● **Page text**:

-=-=-

Citation : 1997 Latest Caselaw 688 Del
Judgement Date : 7 August, 1997
JUDGMENT
Usha Mehra, J.
(1) Petitioner is a tenant in respect of back portion of ground floor portion of House No. Y-46, Hauz Khas, New Delhi. He was inducted as tenant in July, 1984 in the said portion of the house consisting of one drawing-cum-dining room, one living room, one kitchen, pantry Wc and verandah. Respondent herein is the landlord/owner of the premises in question. Respondent filed a petition for eviction against the petitioner on the ground of bona fide requirement under Section 14(I)(e) of the Delhi Control Act (in short the Act). The respondent had sought eviction on the ground that he required the premises for himself and his family. That the first floor of the house in question was in occupation of his son and his family. Part of ground floor in occupation of the petitioner, the front portion of ground floor in his possession was not sufficient for his needs. Respondent landlord, an aged person, his wife about 65 years old. Beside his widow daughter and her family was dependent upon him for the purpose of residence. Thus he required additional accommodation which he did not have. Respondent had retired from a high post from the Ministry of Finance. He was joint Secretary in the State Industrial Development Corporation of India. He started doing the consultancy job. He was in the habit of living in a better life-style. Because of non-availability of a separate room he was forced to use his bed room for consultancy. Since he was not having regular room he felt it difficult to carry on his work. The widow daughter had also been living with him with her family. Her son a school going child also requires room for study. His other married daughter also visits him and stays with him. His son who has settled in America visits and stays with him. Therefore, accommodation in his possession was not sufficient to accommodate all of them.

-=-=-

● **Listed records**:
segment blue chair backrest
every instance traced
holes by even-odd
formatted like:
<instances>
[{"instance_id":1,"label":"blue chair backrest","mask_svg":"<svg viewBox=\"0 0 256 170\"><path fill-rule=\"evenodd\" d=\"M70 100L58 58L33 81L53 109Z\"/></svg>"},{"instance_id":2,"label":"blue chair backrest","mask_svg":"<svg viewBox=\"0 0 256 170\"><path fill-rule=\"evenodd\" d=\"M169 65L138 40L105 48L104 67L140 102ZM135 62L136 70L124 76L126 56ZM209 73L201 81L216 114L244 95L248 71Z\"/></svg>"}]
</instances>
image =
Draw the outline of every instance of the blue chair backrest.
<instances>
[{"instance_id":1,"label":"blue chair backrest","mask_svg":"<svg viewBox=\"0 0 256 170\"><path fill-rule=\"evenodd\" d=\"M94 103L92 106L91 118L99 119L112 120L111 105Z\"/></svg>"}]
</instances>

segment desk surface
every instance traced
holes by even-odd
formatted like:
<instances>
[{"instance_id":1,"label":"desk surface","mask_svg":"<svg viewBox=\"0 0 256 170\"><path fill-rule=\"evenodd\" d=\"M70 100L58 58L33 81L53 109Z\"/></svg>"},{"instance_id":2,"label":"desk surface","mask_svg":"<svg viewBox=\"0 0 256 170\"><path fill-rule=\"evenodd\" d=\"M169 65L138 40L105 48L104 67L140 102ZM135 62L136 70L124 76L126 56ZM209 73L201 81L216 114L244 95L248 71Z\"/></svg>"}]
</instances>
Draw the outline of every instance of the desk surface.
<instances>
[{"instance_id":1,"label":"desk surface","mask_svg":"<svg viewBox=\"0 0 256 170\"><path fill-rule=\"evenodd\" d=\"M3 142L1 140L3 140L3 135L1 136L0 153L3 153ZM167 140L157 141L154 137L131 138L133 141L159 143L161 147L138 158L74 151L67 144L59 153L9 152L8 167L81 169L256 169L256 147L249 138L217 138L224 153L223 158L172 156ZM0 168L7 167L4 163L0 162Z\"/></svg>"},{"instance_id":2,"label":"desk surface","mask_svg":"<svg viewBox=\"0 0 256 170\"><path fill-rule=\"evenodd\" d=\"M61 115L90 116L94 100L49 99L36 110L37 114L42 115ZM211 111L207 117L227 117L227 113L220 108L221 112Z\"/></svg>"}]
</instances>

-=-=-

● **Given request 1**: According to the tenancy judgment, in what month and year was the petitioner inducted as tenant?
● **Given request 2**: Carry on the tenancy judgment after its last sentence.

● **Final answer 1**: July 1984.

● **Final answer 2**:
(2) Leave to contest was granted. Written statement was filed. In the written statement for the first time the petitioner took the ground that partial eviction had been sought and, therefore, the petition for eviction was liable to be dismissed. According to him beside one room, kitchen also formed part of the tenanted premises. Since eviction has been sought only of the room, therefore, petition was bad in law. This petitioner denied that the need of the respondent/landlord was bona fide. According to him respondent's son Ravinder Kumar and his family had been residing in Gurgaon. The first floor of the premises in question was not in occupation of respondent's son. On these pleadings parties adduced their evidence. By the impugned order the learned Additional Rent Controller (in short the ARC) accepted the petition and granted decree of eviction holding that the need of the landlord was bona fide.
(3) The main grievance of the petitioner against the impugned order as urged by Mr. K.R. Chawla is that the Court below did not take into consideration properly the partial eviction sought, and that the son of the respondent whom he alleged in occupation of the first floor was in fact residing at Gurgaon. Therefore, on both these counts petition should have been dismissed. According to Mr. K.R. Chawla, the learned Arc fell in error in concluding that the kitchen never formed part of the tenancy or that Ravinder Kumar son of the landlord had been residing on the first floor of the premises in question.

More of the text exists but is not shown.